In the post about who decides on medical care, what does the Wall Street Journal call Dr. Ezekiel Emanuel?

- [EXCERPT]
************

Who decides on medical care? Insurers & government, not you

In the Wall Street Journal Betsy McCaughey has written about Dr. Ezekiel Emanuel’s views on reducing and determining patients’ medical care. The Journal refers to  Dr. Emanuel as “Obama’s Rationer-in-Chief.” His official positions are as health-policy adviser at the Office of Management and Budget and a member of the Federal Council on Comparative Effectiveness Research:

“In the next decade every country will face very hard choices about how to allocate scarce medical resources. There is no consensus about what substantive principles should be used to establish priorities for allocations,” he wrote in the New England Journal of Medicine, Sept. 19, 2002. Yet Dr. Emanuel writes at length about who should set the rules, who should get care, and who should be at the back of the line.

From what McCaughey says, Emanuel never mentions the patient‘s role in this.  It’s all about insurance companies and government making decisions.  But what about the patient? If the patient would paying for the procedure, or at least part of it (some health plans cover a percentage after reaching the deductible), then certainly the patient has a role in determining whether a specific form of medical care is worth it.

************

- [DATA TO EXAMINE]
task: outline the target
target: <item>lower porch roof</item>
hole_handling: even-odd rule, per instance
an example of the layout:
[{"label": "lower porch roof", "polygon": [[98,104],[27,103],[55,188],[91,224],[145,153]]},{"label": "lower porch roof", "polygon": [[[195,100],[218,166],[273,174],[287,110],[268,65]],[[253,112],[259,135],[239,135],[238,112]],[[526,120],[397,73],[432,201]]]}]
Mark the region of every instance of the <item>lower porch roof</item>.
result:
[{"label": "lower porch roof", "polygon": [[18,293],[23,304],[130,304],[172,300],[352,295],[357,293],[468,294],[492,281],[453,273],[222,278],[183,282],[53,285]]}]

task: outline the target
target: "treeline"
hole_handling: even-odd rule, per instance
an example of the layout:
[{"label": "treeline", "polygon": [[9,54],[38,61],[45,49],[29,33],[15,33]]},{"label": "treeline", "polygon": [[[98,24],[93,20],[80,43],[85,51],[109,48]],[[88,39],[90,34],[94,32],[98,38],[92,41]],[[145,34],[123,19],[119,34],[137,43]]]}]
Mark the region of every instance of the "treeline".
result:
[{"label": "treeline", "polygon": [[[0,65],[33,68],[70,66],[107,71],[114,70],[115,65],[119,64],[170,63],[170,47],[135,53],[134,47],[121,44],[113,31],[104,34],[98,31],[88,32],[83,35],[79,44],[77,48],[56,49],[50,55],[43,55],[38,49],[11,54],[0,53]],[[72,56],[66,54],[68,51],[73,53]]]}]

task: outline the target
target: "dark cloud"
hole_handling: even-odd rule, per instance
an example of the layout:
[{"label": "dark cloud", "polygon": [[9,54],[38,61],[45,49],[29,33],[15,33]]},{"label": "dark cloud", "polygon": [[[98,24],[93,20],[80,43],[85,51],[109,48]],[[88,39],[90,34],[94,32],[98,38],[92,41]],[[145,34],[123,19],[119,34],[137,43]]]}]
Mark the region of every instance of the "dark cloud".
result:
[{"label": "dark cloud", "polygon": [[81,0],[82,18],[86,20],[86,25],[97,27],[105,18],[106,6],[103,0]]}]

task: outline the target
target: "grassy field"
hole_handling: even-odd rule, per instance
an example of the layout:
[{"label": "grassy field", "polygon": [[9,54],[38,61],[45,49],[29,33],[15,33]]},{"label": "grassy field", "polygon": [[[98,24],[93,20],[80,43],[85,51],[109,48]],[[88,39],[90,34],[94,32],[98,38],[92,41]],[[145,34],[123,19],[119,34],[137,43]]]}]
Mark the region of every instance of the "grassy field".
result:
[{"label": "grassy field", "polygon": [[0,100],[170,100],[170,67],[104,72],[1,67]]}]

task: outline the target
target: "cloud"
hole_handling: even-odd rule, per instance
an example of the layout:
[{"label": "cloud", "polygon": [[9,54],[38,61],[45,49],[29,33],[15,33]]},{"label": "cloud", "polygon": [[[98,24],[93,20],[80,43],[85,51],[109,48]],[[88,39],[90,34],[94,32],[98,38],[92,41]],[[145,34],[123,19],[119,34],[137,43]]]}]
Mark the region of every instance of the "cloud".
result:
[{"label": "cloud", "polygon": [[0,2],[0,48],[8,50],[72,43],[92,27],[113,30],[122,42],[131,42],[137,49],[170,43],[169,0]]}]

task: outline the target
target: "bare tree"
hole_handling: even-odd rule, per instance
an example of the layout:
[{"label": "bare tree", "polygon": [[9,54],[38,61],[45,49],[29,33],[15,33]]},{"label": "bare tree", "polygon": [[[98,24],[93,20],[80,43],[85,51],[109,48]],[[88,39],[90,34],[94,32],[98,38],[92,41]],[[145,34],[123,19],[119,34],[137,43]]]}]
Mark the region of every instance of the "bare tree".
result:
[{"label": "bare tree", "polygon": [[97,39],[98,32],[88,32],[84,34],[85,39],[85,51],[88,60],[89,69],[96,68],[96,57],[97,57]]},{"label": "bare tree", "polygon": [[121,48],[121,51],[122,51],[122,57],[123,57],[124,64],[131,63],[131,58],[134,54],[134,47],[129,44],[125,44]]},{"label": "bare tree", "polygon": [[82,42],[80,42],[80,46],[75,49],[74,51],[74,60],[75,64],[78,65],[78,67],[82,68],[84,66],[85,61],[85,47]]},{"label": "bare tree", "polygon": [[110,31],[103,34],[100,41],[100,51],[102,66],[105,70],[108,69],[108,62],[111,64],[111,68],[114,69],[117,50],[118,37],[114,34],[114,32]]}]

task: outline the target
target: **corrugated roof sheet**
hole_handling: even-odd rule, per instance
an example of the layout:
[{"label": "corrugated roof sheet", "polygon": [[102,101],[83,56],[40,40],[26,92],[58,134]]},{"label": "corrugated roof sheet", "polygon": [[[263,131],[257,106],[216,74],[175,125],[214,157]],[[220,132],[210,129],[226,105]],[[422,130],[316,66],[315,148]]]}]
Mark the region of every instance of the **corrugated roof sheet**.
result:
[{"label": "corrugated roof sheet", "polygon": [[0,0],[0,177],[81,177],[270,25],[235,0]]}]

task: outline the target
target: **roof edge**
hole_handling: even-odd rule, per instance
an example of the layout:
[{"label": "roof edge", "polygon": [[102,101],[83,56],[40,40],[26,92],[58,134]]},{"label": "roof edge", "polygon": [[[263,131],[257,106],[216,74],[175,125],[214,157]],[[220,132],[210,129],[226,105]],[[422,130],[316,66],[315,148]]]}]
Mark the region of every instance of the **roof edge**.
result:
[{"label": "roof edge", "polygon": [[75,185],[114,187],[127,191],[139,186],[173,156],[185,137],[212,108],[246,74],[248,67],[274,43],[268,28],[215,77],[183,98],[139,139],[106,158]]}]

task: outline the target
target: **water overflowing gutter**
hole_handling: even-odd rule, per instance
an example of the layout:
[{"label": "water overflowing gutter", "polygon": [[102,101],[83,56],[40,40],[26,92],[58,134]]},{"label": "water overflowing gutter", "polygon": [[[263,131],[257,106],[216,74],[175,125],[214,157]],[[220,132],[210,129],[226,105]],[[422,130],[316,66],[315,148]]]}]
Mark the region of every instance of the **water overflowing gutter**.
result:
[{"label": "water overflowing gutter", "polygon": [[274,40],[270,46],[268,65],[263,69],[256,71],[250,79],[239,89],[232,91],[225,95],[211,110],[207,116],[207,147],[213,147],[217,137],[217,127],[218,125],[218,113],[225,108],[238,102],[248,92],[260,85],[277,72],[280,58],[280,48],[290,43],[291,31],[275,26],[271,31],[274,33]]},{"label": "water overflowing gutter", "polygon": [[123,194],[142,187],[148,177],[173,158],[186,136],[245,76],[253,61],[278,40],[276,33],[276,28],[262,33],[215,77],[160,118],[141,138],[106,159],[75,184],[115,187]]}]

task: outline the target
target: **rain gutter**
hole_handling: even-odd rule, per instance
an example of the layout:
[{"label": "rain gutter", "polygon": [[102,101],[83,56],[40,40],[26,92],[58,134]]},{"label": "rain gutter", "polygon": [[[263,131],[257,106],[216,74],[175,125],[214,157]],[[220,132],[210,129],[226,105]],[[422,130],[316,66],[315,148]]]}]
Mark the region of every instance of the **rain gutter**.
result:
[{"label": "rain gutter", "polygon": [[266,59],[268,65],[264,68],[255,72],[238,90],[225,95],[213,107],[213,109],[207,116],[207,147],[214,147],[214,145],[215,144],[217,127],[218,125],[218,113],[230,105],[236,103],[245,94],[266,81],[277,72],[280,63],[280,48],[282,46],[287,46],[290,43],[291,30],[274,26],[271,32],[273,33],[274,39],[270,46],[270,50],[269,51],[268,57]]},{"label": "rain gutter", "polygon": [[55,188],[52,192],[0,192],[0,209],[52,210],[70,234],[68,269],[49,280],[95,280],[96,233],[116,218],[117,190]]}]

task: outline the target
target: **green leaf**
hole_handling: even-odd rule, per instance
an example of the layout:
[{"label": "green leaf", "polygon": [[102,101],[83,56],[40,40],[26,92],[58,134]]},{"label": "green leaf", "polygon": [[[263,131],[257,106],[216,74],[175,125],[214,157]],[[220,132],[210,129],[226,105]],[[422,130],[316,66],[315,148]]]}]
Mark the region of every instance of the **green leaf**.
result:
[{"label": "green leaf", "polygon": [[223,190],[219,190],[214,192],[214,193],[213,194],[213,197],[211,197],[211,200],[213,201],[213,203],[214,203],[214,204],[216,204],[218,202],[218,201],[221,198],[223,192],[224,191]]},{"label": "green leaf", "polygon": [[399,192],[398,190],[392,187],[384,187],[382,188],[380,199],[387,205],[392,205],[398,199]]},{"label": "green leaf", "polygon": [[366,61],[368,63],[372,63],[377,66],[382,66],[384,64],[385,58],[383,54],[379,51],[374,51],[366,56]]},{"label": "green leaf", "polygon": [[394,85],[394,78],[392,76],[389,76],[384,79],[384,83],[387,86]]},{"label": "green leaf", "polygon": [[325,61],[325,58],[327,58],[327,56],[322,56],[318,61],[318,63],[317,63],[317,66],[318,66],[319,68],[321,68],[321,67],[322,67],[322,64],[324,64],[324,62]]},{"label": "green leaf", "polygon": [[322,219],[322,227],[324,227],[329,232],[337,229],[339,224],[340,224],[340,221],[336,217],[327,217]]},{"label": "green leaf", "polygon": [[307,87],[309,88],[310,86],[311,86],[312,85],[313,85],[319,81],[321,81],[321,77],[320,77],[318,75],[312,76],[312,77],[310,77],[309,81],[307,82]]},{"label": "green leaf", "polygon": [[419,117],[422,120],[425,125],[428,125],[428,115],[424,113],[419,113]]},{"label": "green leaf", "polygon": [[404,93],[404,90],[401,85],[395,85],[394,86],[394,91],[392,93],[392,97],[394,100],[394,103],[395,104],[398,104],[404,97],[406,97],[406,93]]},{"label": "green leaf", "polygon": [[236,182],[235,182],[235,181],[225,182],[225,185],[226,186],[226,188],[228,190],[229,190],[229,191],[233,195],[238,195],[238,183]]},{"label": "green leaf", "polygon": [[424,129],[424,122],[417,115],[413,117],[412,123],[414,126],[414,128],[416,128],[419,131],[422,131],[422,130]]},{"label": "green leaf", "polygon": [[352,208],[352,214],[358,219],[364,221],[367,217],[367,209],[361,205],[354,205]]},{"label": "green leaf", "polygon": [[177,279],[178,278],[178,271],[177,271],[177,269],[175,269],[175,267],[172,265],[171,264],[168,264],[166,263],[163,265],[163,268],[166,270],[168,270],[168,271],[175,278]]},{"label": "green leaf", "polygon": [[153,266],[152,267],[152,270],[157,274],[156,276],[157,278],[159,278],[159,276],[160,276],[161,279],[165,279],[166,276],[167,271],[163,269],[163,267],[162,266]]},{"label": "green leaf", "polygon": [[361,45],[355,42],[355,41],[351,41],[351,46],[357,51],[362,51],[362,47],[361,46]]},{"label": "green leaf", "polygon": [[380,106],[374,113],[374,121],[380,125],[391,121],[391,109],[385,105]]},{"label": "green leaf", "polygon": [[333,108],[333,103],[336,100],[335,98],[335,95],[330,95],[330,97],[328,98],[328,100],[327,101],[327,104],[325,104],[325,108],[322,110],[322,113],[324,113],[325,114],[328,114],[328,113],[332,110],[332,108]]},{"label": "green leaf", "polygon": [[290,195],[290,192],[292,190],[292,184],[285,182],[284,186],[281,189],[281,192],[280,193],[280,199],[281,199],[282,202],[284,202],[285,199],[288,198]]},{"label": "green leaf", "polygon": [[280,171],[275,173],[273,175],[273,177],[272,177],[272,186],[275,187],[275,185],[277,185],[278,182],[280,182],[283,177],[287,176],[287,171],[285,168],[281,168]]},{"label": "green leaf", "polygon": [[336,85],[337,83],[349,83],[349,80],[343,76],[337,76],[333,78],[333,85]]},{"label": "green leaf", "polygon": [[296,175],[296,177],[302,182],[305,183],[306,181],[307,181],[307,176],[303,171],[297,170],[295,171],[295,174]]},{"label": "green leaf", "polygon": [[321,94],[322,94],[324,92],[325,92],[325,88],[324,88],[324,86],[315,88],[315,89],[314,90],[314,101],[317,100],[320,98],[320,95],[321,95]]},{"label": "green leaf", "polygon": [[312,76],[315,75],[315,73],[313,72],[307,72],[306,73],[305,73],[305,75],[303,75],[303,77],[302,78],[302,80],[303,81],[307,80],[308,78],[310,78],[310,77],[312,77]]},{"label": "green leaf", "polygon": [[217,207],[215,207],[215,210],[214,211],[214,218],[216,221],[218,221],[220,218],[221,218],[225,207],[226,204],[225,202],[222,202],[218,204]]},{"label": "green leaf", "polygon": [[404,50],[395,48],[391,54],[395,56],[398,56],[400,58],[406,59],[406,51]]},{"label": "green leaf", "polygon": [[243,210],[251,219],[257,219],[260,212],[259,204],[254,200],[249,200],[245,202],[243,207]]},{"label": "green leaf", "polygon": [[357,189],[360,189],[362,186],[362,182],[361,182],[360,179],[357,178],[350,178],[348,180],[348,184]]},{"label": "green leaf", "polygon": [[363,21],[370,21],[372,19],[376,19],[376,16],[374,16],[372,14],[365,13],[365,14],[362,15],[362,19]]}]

************

- [EXERCISE RESPONSE] “Obama’s Rationer-in-Chief.”